**SOAL 1:**
Jawab pertanyaan berikut berdasarkan artikel tentang Fathurrahman Zakaria.
(a) Berapa usia Fathurrahman Zakaria menurut artikel itu?
(b) Tahun berapa Kerajaan Mataram di bawah Raja Karangasem Bali menduduki Lombok?
(c) Tentang apa bahan yang kini masih dikumpulkan Jack untuk tulisannya?
**SOAL 2:**
Tuliskan kembali seluruh bagian artikel tentang Fathurrahman Zakaria, dari "Fathurrahman Zakaria : Jack, Mengembangkan" terus sampai "dua buku karyanya.".

Jun 20, 2009

Fathurrahman Zakaria : Jack, Mengembangkan Lombok

Jack, Mengembangkan Lombok
Oleh : Khaerul Anwar

Mengungkap sejarah Lombok di Nusa Tenggara Barat ibarat memasuki lorong gelap dikarenakan terbatasnya referensi. Namun, Fathurrahman Zakaria (71 ) alias Pak Jack berupaya menerobos lorong gelap itu dan menuangkannya dalam dua buku karyanya.

Kita harus mulai menulis suasana abad ke-18, zaman revolusi di Lombok maupun Nusa Tenggara Barat, ujarnya. Kalau tidak, generasi muda akan kehilangan jejak.

Penulisan buku itu diawali dengan kegelisahan Jack yang mendapat banyak pertanyaan dari kalangan muda seputar sejarah lokal daerah, seperti bagaimana perjuangan rakyat Lombok melawan Belanda, asal nama Kota Mataram yang menjadi ibu kota Nusa Tenggara Barat (NTB) saat ini, dan lain-lain.

Dengan membongkar catatannya, ditambah pengalaman, pantauan, dan bertanya pada rekan- rekannya, Jack mencoba menjahit apa yang diketahuinya, yang lalu dituangkan lewat dua karyanya. Satu buku diberi judul Mozaik Budaya Orang Mataram, dan Gerakan 30 September 1965, Rakyat NTB Melawan Bahaya Merah. Kini dia masih mengumpulkan bahan untuk menulis tentang tradisi masyarakat etnis Sasak menunaikan ibadah haji.

Buku pertama mencoba memaparkan perjalanan Kota Mataram dari zaman Kerajaan Mataram di bawah Raja Karangasem Bali, yang menduduki Lombok tahun 1740, Pemerintah Kolonial Belanda, masa Orde Lama, Orde Baru, dan era Reformasi dewasa ini. Buku kedua umumnya berisi seputar situasi perpolitikan nasional semasa Presiden Soekarno yang berpengaruh terhadap perpolitikan di daerah.

**Entri yang diambil dari sebuah koleksi:**
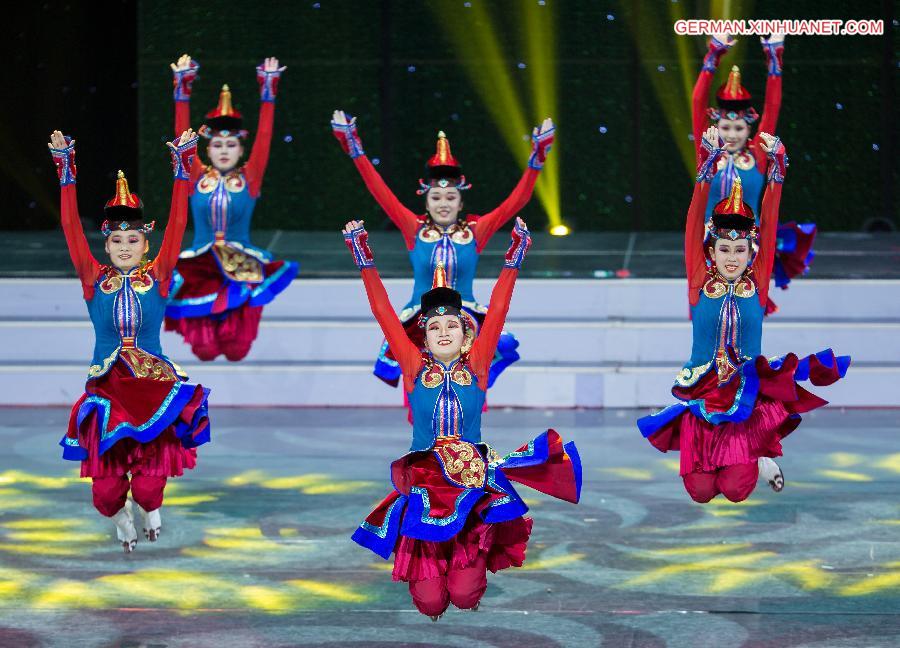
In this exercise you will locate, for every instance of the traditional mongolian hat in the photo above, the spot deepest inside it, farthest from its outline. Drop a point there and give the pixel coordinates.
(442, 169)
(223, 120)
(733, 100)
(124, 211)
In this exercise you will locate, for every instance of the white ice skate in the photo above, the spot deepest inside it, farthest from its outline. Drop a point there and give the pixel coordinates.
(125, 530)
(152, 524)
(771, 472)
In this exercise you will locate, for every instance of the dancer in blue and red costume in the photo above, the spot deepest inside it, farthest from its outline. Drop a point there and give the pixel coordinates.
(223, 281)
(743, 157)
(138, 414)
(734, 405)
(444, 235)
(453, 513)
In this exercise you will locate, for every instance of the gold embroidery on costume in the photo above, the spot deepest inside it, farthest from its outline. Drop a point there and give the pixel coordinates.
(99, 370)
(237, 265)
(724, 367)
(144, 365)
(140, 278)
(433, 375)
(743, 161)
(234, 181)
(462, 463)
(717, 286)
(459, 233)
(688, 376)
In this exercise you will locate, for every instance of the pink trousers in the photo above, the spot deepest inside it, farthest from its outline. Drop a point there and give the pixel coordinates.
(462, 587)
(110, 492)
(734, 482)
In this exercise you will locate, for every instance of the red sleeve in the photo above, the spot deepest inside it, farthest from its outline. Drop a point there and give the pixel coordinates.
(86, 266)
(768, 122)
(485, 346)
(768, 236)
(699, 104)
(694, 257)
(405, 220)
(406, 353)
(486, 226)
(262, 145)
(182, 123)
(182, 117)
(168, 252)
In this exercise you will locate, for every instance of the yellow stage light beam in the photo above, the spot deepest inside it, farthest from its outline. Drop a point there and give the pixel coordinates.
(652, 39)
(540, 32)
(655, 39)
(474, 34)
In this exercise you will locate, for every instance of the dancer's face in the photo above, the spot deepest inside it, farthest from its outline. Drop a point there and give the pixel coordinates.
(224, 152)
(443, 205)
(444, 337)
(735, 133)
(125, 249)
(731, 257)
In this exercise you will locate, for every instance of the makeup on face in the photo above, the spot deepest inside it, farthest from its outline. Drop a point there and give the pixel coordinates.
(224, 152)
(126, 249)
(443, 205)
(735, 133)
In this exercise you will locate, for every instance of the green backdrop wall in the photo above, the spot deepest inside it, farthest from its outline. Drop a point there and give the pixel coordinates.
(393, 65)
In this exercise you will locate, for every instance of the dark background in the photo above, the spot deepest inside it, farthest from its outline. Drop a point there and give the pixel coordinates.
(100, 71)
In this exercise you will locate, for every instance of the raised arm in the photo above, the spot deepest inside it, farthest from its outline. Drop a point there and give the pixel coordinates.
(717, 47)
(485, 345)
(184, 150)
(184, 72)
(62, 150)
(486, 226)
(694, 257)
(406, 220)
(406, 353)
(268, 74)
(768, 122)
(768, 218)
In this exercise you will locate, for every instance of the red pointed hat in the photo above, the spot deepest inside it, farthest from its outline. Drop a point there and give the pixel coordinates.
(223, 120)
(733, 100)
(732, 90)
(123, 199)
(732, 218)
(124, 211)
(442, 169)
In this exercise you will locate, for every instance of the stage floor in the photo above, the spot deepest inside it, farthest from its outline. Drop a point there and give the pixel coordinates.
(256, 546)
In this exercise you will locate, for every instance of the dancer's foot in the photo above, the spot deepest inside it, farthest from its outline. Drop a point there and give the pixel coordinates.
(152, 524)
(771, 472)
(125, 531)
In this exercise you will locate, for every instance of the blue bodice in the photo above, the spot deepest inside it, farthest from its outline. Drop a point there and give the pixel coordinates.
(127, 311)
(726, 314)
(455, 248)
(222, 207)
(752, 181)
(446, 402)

**JAWABAN LATIHAN 1:**
(a) 71 tahun.
(b) Tahun 1740.
(c) Tradisi masyarakat etnis Sasak menunaikan ibadah haji.

**JAWABAN LATIHAN 2:**
Fathurrahman Zakaria : Jack, Mengembangkan Lombok

Jack, Mengembangkan Lombok
Oleh : Khaerul Anwar

Mengungkap sejarah Lombok di Nusa Tenggara Barat ibarat memasuki lorong gelap dikarenakan terbatasnya referensi. Namun, Fathurrahman Zakaria (71 ) alias Pak Jack berupaya menerobos lorong gelap itu dan menuangkannya dalam dua buku karyanya.